BRIEF — Your task is to write out exactly the lines from the line containing "Each instance of the black belt" through the end of the records, inclusive at both ends.

SUPPLIED MATERIAL —
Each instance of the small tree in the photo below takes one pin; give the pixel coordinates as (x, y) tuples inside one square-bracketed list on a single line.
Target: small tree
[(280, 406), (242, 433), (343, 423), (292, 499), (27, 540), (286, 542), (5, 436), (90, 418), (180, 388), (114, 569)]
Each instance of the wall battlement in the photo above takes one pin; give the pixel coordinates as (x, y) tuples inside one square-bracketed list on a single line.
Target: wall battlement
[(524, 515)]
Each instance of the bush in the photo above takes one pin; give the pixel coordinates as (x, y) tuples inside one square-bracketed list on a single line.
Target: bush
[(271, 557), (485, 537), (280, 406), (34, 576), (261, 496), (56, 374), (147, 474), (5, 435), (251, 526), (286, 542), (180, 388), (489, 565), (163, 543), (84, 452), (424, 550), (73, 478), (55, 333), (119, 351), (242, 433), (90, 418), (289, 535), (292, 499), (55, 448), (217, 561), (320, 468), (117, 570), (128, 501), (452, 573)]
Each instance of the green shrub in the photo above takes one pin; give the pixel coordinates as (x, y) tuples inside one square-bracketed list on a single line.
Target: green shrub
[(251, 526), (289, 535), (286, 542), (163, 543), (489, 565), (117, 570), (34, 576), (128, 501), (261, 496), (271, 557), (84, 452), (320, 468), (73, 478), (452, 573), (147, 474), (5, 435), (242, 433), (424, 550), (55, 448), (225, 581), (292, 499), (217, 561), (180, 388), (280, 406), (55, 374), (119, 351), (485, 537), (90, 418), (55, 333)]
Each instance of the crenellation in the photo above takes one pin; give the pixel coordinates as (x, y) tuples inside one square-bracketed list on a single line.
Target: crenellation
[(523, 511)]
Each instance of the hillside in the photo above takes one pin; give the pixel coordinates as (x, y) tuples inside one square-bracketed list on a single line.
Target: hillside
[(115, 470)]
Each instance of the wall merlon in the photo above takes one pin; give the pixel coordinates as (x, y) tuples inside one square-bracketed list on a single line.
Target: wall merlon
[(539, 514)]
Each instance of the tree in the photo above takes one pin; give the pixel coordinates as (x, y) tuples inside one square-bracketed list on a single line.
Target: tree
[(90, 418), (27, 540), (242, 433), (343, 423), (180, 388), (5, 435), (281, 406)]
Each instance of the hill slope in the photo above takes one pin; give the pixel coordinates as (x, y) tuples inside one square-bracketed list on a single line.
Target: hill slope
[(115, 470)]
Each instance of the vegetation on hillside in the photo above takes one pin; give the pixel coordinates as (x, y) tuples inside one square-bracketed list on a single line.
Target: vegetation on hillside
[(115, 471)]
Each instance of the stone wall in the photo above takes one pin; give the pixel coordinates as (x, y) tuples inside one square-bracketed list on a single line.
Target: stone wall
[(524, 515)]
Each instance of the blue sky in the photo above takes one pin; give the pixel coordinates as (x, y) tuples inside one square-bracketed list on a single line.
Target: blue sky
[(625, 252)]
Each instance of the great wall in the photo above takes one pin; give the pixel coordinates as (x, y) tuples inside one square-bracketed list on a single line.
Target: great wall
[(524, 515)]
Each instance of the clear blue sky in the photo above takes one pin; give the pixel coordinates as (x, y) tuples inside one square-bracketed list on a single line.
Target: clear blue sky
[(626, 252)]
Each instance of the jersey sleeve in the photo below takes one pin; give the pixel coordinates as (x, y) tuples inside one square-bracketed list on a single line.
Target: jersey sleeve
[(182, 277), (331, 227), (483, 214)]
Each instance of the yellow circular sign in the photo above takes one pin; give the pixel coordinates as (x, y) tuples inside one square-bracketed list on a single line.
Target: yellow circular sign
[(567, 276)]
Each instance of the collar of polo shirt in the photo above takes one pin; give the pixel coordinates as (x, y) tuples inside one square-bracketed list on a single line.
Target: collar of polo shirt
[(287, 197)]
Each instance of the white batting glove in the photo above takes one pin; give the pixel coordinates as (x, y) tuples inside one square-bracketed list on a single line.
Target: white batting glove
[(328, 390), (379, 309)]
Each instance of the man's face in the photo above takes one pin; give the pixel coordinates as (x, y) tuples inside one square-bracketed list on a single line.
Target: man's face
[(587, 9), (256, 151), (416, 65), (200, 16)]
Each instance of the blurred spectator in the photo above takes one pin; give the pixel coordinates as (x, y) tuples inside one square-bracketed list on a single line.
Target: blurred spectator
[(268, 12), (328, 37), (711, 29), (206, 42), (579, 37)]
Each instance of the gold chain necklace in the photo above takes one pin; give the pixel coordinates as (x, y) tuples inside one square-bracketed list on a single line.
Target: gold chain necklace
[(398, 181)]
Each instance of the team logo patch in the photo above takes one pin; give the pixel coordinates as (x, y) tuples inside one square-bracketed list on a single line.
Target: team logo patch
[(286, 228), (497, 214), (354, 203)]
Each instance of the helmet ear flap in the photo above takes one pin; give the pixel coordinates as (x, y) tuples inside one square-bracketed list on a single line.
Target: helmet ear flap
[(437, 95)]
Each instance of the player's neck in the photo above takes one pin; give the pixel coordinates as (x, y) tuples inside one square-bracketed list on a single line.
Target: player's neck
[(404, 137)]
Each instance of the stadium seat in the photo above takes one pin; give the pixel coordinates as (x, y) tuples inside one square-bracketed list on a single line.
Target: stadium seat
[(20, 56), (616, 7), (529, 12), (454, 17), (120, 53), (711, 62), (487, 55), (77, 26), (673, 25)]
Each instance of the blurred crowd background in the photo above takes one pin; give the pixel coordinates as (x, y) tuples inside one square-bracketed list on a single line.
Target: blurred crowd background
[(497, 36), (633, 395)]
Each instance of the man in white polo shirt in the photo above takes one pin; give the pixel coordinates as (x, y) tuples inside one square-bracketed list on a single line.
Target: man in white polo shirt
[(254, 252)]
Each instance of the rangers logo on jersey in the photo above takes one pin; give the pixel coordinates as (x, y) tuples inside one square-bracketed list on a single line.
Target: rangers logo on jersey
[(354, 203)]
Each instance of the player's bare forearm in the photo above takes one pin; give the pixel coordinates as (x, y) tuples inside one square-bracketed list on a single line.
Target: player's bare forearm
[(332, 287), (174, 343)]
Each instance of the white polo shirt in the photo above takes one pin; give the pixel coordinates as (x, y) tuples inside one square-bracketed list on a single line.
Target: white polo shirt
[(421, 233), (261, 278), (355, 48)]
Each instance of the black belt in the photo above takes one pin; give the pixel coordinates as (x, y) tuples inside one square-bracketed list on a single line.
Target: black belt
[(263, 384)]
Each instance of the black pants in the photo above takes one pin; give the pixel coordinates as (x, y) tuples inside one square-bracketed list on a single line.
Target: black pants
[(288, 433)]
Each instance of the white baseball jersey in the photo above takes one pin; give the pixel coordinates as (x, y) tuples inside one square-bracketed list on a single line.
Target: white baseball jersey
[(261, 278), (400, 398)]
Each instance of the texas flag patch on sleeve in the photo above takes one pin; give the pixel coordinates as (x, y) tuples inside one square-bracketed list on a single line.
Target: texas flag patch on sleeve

SOLUTION TO THE PROBLEM —
Each instance of the black belt in the photo above takes one pin; give the pixel coordinates as (x, y) tuples inside one square-bracketed list on a single line.
Target: black belt
[(263, 384)]
Each instance of the black pants in the photo above takes one pin; give the pixel coordinates as (x, y) tuples inside one square-bracketed list on a single line.
Target: black pants
[(288, 433)]
Each instance of the white baseball jersey in the photo above takes one pin; give the pixel coordinates as (x, y) tuples inside one square-bracketed list on a single line.
Target: white baseball jersey
[(261, 278), (400, 398)]
Each instance of the texas flag patch on sleeve in the photo above takes one pin; give the pixel coordinates as (x, y) tuples inside one square-bracketed list on a single line.
Target: texas flag patch on sleeve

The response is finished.